Instruction 1: Decide whether each statement below agrees with the commentary on campaign waving, answering yes or no and quoting the words of the text that settle it: (a) Modi waves with nonchalant arrogance. (b) All politicians share the same mannerisms. (c) Amit Shah's wave starts at his shoulders.

There are innovations galore in greeting crowds via body language. But all campaigners end up waving eventually. The wave always sort of rides the wave as far as political gestures go. This is a national, nay global, affliction that touches its zenith in poll time when the right arm, particularly, is called upon to do its duty, through the day and all through the days till voting.

While the wave is a common denominator of all politicos, mannerisms vary. Modi, as a prelude, arches his back, spreads his shoulders and then bares his 56-inch chest that resides inside his latest designer kurta-jacket and then waves with nonchalant arrogance as if the throne is already and always his. Amit Shah’s wave starts at his wide guts and ends with a gusto almost matching Modi’s. When the Gujarathi duo share stage, their menacing machismo sends waves of shivers down the fragile democratic spines.

Instruction 2: Render the stretch of the records from the line containing "Each instance of the pink fabric" through the end of the records as a Markdown table with the columns Row and Record line, leaving out blank lines and pictures.

Excerpt from a dataset:
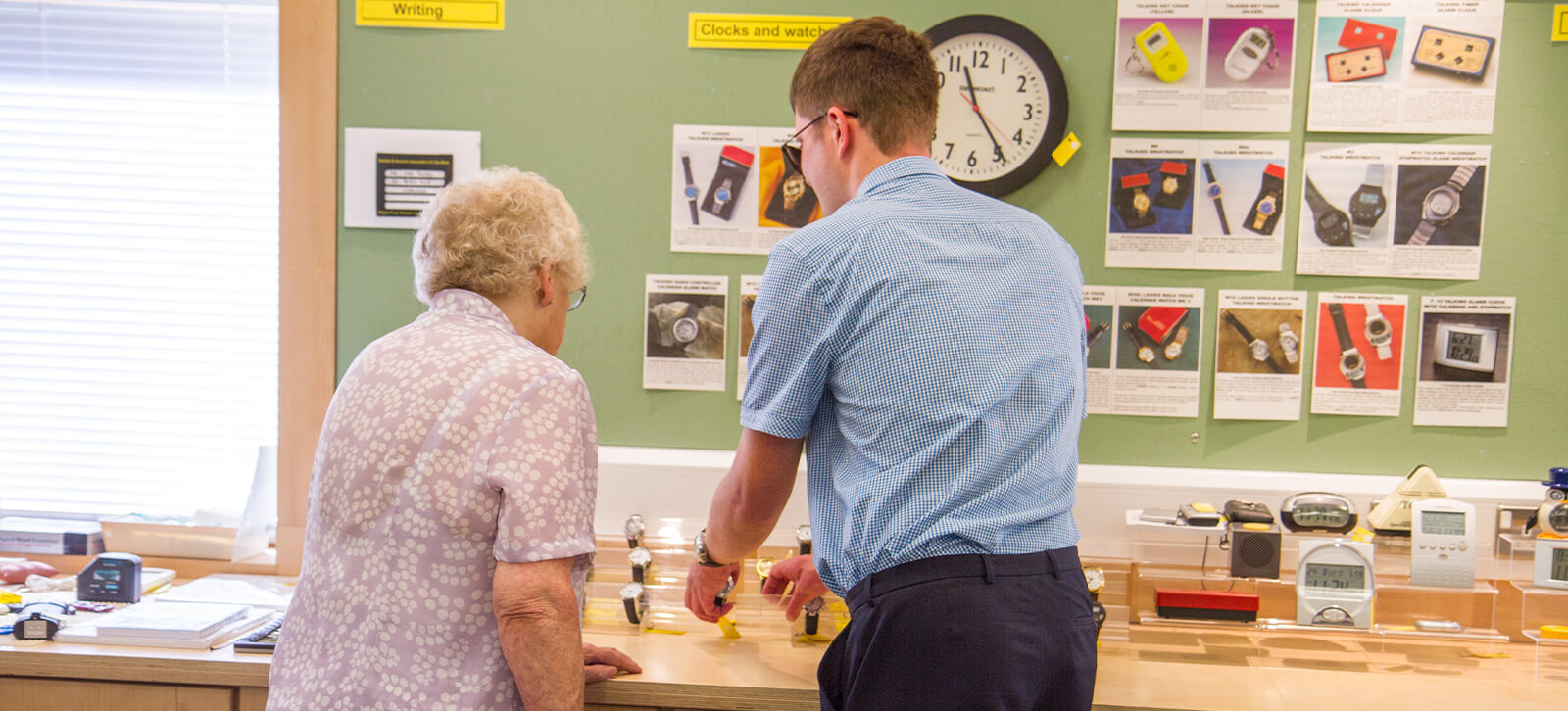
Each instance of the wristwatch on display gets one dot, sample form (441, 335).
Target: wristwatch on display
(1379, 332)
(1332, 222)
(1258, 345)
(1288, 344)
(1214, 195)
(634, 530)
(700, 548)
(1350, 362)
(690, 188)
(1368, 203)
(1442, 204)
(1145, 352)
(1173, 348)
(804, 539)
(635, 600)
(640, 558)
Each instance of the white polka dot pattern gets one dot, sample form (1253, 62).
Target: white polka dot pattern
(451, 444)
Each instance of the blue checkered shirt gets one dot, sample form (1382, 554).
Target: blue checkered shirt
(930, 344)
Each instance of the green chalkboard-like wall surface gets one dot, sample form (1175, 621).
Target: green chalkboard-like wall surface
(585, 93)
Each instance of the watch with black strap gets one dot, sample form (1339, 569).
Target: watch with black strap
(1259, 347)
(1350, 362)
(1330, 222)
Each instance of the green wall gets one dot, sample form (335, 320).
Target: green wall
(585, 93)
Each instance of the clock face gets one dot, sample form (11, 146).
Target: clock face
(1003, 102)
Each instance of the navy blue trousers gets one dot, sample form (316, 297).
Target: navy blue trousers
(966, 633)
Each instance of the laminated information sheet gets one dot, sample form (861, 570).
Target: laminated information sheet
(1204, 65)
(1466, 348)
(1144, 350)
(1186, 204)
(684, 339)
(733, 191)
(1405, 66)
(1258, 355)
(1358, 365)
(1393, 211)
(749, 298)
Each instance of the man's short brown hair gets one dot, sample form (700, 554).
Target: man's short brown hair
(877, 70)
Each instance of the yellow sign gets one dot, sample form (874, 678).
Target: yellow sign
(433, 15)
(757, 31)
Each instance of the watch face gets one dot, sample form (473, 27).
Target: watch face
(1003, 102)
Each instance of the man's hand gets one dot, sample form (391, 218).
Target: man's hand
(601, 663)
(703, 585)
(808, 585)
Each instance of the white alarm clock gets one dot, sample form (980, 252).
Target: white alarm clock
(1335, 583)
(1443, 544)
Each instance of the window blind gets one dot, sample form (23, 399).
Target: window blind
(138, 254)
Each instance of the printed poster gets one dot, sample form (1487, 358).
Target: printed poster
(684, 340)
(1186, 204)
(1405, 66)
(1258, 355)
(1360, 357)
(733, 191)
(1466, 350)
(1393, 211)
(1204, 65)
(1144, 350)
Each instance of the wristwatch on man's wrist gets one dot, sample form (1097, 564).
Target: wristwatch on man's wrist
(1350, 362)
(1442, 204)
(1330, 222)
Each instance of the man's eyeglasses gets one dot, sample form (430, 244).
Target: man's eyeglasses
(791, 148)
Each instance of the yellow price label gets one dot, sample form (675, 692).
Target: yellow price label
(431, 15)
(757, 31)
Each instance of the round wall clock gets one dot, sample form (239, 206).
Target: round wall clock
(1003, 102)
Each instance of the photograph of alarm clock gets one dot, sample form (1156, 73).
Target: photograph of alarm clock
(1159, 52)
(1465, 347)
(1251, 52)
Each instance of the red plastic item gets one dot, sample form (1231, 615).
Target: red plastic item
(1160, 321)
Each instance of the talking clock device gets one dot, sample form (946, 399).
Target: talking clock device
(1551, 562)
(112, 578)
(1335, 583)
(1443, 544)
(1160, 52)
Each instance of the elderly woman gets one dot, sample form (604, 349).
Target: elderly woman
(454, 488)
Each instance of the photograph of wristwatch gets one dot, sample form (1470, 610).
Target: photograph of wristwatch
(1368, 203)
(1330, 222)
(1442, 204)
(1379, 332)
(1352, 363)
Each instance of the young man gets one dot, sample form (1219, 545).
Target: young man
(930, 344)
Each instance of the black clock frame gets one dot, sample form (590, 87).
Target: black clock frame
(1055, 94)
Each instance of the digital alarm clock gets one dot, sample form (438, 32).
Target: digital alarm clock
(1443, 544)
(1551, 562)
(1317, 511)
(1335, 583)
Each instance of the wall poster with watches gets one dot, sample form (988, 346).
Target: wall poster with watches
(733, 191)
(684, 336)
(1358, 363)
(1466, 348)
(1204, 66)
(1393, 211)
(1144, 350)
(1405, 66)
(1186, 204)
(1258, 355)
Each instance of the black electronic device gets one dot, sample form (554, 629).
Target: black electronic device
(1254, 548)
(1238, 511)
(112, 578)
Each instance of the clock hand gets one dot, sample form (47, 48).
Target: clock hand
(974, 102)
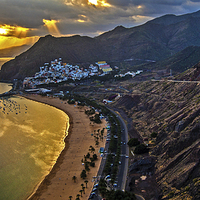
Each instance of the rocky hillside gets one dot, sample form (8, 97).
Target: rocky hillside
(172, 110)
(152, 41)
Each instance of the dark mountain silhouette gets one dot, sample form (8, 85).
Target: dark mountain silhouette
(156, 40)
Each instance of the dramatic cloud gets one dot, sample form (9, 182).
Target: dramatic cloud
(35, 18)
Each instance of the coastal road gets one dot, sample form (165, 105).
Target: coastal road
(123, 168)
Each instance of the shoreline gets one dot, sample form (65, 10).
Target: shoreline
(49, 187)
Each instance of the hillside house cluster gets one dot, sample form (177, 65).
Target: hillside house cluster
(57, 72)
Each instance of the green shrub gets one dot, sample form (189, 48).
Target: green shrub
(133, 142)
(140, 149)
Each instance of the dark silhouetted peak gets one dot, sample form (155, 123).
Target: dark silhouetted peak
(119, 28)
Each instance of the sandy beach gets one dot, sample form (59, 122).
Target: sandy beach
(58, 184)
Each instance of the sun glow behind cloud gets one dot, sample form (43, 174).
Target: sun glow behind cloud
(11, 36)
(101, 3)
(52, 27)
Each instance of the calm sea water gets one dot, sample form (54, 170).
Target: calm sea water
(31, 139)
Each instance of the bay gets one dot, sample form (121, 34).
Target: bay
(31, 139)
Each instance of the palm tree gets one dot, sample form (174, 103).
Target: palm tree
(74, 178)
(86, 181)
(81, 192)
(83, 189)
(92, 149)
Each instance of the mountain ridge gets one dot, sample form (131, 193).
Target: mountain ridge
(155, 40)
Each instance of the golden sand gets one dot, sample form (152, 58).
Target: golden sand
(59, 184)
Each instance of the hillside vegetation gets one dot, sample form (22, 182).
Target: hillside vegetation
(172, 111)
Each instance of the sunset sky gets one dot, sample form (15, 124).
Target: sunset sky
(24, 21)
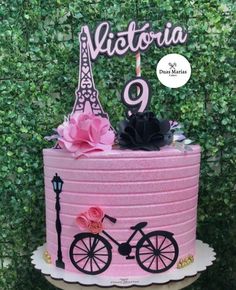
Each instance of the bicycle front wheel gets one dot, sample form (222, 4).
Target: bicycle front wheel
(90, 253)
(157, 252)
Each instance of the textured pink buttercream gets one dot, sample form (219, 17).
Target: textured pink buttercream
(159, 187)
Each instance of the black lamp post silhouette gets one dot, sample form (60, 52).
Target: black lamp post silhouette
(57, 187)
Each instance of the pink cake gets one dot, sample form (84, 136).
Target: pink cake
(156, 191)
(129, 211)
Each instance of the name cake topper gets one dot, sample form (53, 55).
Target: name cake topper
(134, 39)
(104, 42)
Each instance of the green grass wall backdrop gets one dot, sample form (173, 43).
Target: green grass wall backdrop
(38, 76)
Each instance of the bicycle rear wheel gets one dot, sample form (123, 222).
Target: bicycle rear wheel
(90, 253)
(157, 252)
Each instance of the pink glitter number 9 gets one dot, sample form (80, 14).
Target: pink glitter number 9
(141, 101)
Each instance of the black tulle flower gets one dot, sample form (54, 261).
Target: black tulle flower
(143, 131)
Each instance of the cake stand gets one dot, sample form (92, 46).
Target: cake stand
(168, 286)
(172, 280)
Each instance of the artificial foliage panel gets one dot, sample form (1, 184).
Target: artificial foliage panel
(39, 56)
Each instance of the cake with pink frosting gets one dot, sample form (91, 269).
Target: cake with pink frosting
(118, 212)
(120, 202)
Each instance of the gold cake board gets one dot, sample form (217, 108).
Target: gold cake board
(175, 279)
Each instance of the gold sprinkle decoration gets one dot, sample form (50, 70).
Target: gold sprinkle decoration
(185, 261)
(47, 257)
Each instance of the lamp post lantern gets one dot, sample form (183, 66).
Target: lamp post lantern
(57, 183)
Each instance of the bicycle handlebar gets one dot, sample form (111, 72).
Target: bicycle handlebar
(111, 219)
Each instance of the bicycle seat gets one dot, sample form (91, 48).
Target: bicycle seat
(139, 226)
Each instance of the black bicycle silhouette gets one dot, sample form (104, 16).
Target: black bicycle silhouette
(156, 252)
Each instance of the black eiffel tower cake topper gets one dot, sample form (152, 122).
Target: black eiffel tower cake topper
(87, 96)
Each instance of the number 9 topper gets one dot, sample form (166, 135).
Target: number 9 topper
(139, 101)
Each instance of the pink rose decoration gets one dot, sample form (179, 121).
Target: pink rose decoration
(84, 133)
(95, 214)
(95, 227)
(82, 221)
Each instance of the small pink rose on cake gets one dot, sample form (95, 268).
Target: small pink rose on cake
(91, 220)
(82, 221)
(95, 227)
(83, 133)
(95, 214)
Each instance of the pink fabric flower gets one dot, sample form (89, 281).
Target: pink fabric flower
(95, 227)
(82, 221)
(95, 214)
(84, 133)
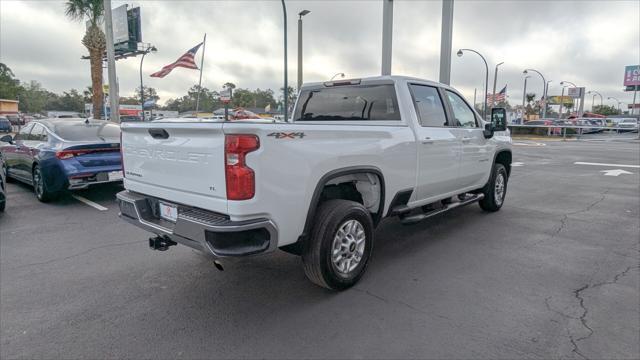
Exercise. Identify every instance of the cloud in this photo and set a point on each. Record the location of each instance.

Exercise output 1:
(a) Yes: "waves with nonchalant arrogance"
(b) No: "While the wave is a common denominator of all politicos, mannerisms vary."
(c) No: "Amit Shah’s wave starts at his wide guts"

Exercise output 2:
| Row | Record line |
|---|---|
| 1 | Each instance of the pink fabric flower gets one dot, sample form (89, 281). |
| 2 | Target: pink fabric flower |
| 3 | (95, 227) |
| 4 | (82, 221) |
| 5 | (95, 214) |
| 6 | (84, 133) |
| 7 | Exercise. Identify every instance of the cloud in this photo and set a point on each. Record the location of each instance. |